**REQUEST:** Copy the following lines verbatim, changing nothing.

**DATASET CONTENT:**

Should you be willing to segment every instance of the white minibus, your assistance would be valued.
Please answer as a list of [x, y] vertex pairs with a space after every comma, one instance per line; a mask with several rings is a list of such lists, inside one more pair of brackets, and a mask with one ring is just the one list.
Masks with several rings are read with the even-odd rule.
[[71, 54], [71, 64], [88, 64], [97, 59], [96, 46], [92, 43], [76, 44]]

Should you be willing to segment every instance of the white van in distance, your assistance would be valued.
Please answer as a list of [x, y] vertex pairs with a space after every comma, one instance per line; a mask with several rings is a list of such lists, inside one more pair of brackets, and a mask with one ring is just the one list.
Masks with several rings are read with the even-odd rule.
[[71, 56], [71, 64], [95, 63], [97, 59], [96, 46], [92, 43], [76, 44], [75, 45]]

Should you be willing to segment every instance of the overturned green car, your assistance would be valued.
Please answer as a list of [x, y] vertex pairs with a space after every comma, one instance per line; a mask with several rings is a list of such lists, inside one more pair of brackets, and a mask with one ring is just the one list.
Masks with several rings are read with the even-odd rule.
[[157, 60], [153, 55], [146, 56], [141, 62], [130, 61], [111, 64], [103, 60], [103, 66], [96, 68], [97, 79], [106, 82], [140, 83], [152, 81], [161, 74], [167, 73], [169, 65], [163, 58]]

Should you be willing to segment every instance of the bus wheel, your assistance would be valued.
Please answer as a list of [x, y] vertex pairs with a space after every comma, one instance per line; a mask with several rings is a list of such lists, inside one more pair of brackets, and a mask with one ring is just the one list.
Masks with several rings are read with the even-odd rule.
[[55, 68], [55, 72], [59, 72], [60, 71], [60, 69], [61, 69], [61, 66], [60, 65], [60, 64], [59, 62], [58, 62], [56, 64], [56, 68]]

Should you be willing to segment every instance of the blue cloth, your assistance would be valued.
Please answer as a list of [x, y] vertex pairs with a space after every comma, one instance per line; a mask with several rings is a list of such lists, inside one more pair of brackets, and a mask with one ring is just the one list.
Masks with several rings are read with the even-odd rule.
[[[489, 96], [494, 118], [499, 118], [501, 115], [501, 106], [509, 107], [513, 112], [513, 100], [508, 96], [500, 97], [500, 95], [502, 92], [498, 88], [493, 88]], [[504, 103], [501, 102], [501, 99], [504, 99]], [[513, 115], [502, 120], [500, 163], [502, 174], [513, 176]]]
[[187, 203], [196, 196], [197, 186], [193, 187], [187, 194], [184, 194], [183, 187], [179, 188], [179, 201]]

**FULL ANSWER:**
Should you be willing to segment every instance of the white minibus, your assistance would be valued.
Please answer as a list of [x, y] vertex pairs with a space after every comma, one instance per line; a mask with several rings is a list of such lists, inside one more pair of brackets, and a mask with one ring is just the one list.
Masks with several rings are read with the even-odd rule.
[[71, 54], [71, 64], [88, 64], [97, 59], [96, 46], [92, 43], [76, 44]]

Should you be willing to segment every instance of the white van in distance, your assistance would be valued.
Please answer as a list of [x, y] vertex pairs with a space after every comma, one instance per line; a mask with several rings is a list of such lists, inside one more pair of brackets, and a mask with one ring is just the one list.
Masks with several rings are read with the even-odd rule.
[[71, 56], [71, 64], [95, 63], [97, 59], [96, 46], [92, 43], [76, 44], [75, 45]]

Should you be willing to segment every instance of the overturned green car, your assistance would be valued.
Please answer as a list of [x, y] vertex pairs with a space after every comma, one instance per line; a mask with several rings is a list of such lists, inside one more pair of brackets, and a mask with one ring is just the one list.
Masks with several rings are read with the even-odd rule.
[[157, 60], [153, 55], [146, 56], [141, 62], [130, 61], [111, 64], [103, 60], [103, 66], [96, 68], [97, 79], [106, 82], [140, 83], [152, 81], [161, 74], [167, 73], [169, 65], [163, 58]]

Should you be willing to segment every instance of the bus wheel, your assistance would be valued.
Please answer as a list of [x, y] vertex pairs with a space after every comma, one instance per line; a mask with several rings is a list of such lists, inside one more pair of brackets, and a mask with one ring is just the one list.
Masks with several rings are read with the even-odd rule.
[[55, 68], [55, 72], [59, 72], [60, 71], [60, 69], [61, 69], [61, 66], [60, 65], [60, 64], [59, 62], [58, 62], [56, 64], [56, 68]]

Should you be willing to segment every instance of the blue cloth, your assistance would be valued.
Please answer as a list of [x, y] vertex pairs with a space after every comma, one instance per line; a mask with several rings is a list of such lists, inside one more pair of brackets, and a mask with one ring is just the one list.
Masks with several rings are read with the even-odd rule.
[[[489, 96], [494, 118], [499, 118], [501, 115], [501, 106], [509, 107], [513, 112], [513, 100], [508, 96], [500, 97], [500, 95], [502, 92], [498, 88], [493, 88]], [[504, 103], [501, 102], [501, 99], [504, 99]], [[513, 115], [502, 120], [500, 163], [502, 174], [513, 176]]]
[[187, 203], [196, 196], [197, 186], [193, 187], [187, 194], [184, 194], [183, 187], [179, 188], [179, 201]]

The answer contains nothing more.